(Quoted text):

* * * * * * * * *

ResourcesKnowledge Base

Working with data

The ability to access and use external data sources within templates is one of Mailkit's most powerful features. From external data sources it is possible to load data into recipient lists as well as into templates and thus create personalized message content. It is in templates where you can make full use of your BI data and where the power of the template language can be fully manifested.

Companies have a surplus of data, so marketers want to use it. Whether it's simple data to help marketers speed up content creation, or customer data to help manage personalization. Mailkit's superpowers are proven whenever it comes to working with data.

Let's start by creating basic integrations using data sources. In this document, we will focus on the use of XML and SQL data sources, because these are the most commonly used types of data sources in most companies. XML feeds can be both simple RSS feeds and complex feeds generated from Google Sheets. SQL resources are usually large datasets — whether they are data from product feeds or any other dataset, where using SQL resources to access the data provides an advantage.

This document will use sample data sources to help you understand the basics of working with data.

1) Start by creating a data source named WIKINEWS, with XML type, with the Target set to Template and URL source: https://en.wikipedia.org/w/api.php?action=featuredfeed&feed=onthisday

Add data source – template

2) Create a data source called PRODUCTS, with SQL type, Google Merchant Feed source format and URL source: https://static.mailkit.eu/templates/google-feed.xml

Add data source – SQL

3) Then open the newly created PRODUCTS data source and click the Import button. Once the import is complete, the products from the feed will be available in the SQL database. You can also set the source to update automatically according to a schedule so that the process is automated and the data is always up to date.

* * * * * * * * *

(Records provided):
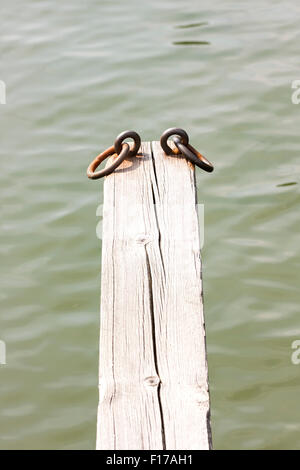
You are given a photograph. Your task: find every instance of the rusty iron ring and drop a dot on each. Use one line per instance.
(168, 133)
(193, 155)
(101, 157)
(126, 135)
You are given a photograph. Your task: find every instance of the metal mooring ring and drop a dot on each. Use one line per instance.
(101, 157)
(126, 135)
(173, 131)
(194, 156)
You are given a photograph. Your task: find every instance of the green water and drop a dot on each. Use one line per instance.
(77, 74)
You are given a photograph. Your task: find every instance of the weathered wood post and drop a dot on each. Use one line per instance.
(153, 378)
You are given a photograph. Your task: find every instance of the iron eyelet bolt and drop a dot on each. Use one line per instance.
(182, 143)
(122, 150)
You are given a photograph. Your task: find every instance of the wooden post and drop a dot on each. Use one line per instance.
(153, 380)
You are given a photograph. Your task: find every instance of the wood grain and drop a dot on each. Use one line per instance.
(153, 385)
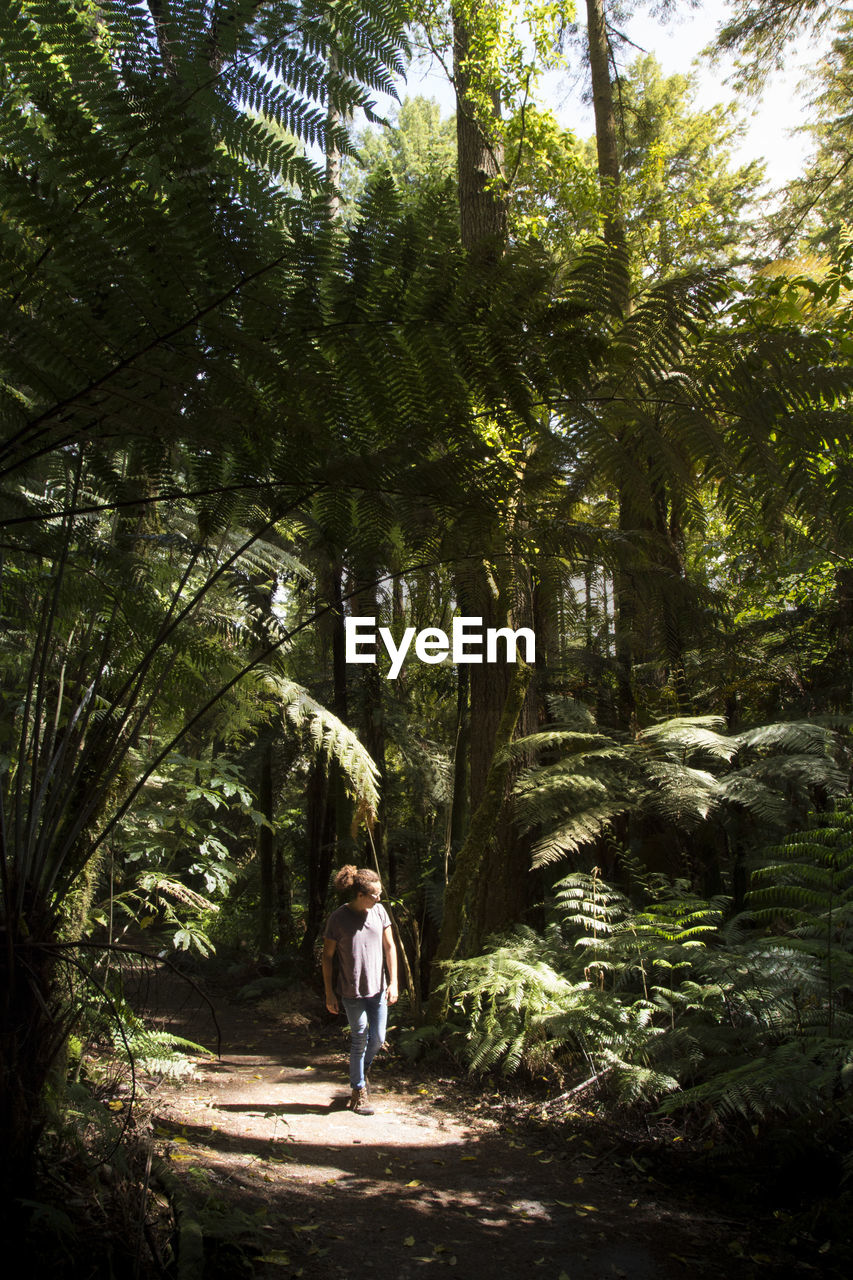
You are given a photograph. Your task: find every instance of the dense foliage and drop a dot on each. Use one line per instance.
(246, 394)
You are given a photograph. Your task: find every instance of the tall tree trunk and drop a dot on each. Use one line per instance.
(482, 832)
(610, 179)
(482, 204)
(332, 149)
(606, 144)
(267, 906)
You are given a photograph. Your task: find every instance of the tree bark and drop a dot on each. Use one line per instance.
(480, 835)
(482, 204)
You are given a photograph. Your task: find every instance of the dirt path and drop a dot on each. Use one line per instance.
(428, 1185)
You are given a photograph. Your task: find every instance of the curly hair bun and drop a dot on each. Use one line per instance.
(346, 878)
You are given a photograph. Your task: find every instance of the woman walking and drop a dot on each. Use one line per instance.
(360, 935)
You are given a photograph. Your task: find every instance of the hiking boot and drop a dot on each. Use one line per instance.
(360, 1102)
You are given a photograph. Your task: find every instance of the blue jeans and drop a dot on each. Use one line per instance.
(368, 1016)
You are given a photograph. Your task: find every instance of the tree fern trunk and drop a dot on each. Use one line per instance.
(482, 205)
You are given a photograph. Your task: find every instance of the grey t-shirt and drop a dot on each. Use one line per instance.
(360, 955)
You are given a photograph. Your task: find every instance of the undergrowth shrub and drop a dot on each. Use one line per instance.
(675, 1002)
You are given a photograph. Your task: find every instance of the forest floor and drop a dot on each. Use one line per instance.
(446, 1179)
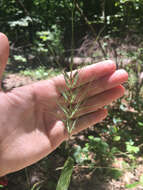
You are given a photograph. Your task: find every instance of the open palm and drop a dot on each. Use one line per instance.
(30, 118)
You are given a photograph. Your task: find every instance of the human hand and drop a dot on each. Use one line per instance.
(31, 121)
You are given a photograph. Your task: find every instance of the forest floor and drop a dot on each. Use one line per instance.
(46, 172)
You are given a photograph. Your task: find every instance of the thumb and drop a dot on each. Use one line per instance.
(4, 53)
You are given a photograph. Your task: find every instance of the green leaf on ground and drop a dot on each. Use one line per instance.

* * * * * * * * *

(Problem description): Write the next part of the Mailkit guide on working with data, picking up right after its last sentence. The lines above have nothing to do with the Mailkit guide on working with data.

(Task result):
Once you have set up data sources in the Profile / Data sources menu, you will need to assign those sources to a template. Data sources can be assigned to a template both when creating a template and after creating it in its details. Just click the Edit button in the Template Info block.

By assigning data sources to a template, it will be possible to access data from these sources directly from the template.

The next step is to go to the template and start working with the data. Because each data source has a different structure, the template language allows you to list the data that is available for a template. The preparation of the template should therefore begin by obtaining a statement of the data structure, the so-called dump:

<pre>[% USE Dumper; Dumper.dump(data) -%]</pre>

In the above case the Dumper function dumps the content of the data structure but it could be used to dump any other structure as well. The most common structures are shared (for unstructured variables from API calls/delivery feeds), data (structured data from data sources/API calls), Event & EventItems (eventAPI event data), recipient (recipient data) and email (campaign variables).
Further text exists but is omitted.